## Excerpt:
Sunoco AND Shell
When my father Reg. started up in the garage business on Hamilton Street he had Shell gas pumps.
Ross Scott from Brucefield was the new Sun Oil agent for the area. Sunoco gas at that time was proud of the fact that they produced only ethyl fuel which was first grade. Ross came to my father wanting him to put in a Sunoco pump and when Reg. refused, Ross asked (this was wintertime) is anybody around here experiencing problems with their fuel?
Reg. replied that the Ice cutting machines in the Harbour were difficult to start, many not starting at all.
The next day they both went to the harbor, walked out onto the ice, drained the fuel and put in Sunoco.
The next morning every ice machine started.
Reg. immediately put in a Sunoco pump and before long was selling 10 gallons of Sunoco to 1 gallon of Shell, so out went the Shell pump. When we decided that gas pumps really did not belong anymore at a car dealership we ended our Sunoco relationship in 1987. At that time we were the oldest Sunoco dealer in Canada.

## Short task 1:
Write out the whole Sunoco and Shell account word for word.

## Record excerpts:
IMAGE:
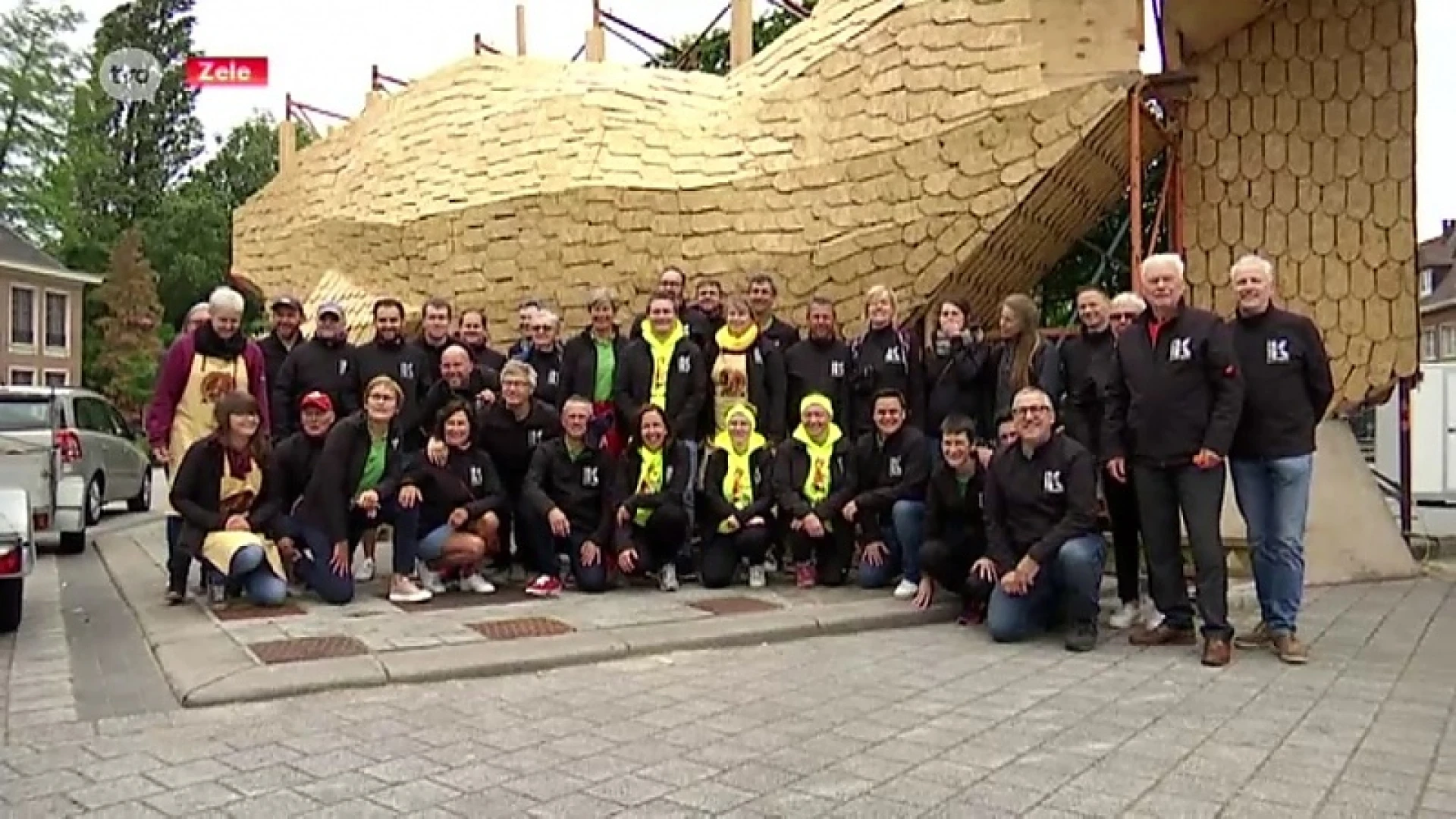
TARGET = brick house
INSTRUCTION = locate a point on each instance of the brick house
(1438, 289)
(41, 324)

==

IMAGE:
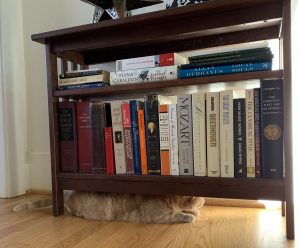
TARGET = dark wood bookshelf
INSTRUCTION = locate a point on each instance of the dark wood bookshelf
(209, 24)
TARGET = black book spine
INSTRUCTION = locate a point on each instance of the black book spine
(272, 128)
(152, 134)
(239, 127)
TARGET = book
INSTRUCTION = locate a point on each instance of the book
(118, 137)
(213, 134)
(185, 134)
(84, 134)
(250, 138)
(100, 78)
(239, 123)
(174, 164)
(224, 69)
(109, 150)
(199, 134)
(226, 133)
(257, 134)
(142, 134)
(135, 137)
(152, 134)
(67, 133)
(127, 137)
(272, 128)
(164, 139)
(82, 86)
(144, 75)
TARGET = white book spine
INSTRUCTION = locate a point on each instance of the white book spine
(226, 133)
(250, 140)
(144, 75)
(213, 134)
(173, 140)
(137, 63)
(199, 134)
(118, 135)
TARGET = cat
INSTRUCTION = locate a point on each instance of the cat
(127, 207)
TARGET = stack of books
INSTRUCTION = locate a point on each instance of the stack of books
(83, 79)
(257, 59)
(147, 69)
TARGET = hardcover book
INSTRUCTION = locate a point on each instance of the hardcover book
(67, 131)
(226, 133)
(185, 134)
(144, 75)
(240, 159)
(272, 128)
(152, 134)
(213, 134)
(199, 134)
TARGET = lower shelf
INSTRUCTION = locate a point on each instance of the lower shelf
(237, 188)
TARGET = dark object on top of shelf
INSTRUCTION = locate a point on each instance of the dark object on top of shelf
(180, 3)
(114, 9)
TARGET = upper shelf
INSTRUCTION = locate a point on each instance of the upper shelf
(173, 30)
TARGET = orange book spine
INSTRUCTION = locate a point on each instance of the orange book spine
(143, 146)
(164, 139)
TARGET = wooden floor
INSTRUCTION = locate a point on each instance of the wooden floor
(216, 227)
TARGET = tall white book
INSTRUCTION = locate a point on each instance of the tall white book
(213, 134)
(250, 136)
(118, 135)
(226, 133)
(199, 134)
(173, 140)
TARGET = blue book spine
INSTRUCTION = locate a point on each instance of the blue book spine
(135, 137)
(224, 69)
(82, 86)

## Short task 2:
Identify each line in the rows above that contains the string "bookshelf", and copy each of those lines in full.

## Task solution 1:
Sunoco AND Shell
When my father Reg. started up in the garage business on Hamilton Street he had Shell gas pumps.
Ross Scott from Brucefield was the new Sun Oil agent for the area. Sunoco gas at that time was proud of the fact that they produced only ethyl fuel which was first grade. Ross came to my father wanting him to put in a Sunoco pump and when Reg. refused, Ross asked (this was wintertime) is anybody around here experiencing problems with their fuel?
Reg. replied that the Ice cutting machines in the Harbour were difficult to start, many not starting at all.
The next day they both went to the harbor, walked out onto the ice, drained the fuel and put in Sunoco.
The next morning every ice machine started.
Reg. immediately put in a Sunoco pump and before long was selling 10 gallons of Sunoco to 1 gallon of Shell, so out went the Shell pump. When we decided that gas pumps really did not belong anymore at a car dealership we ended our Sunoco relationship in 1987. At that time we were the oldest Sunoco dealer in Canada.

## Task solution 2:
TARGET = dark wood bookshelf
INSTRUCTION = locate a point on each instance of the dark wood bookshelf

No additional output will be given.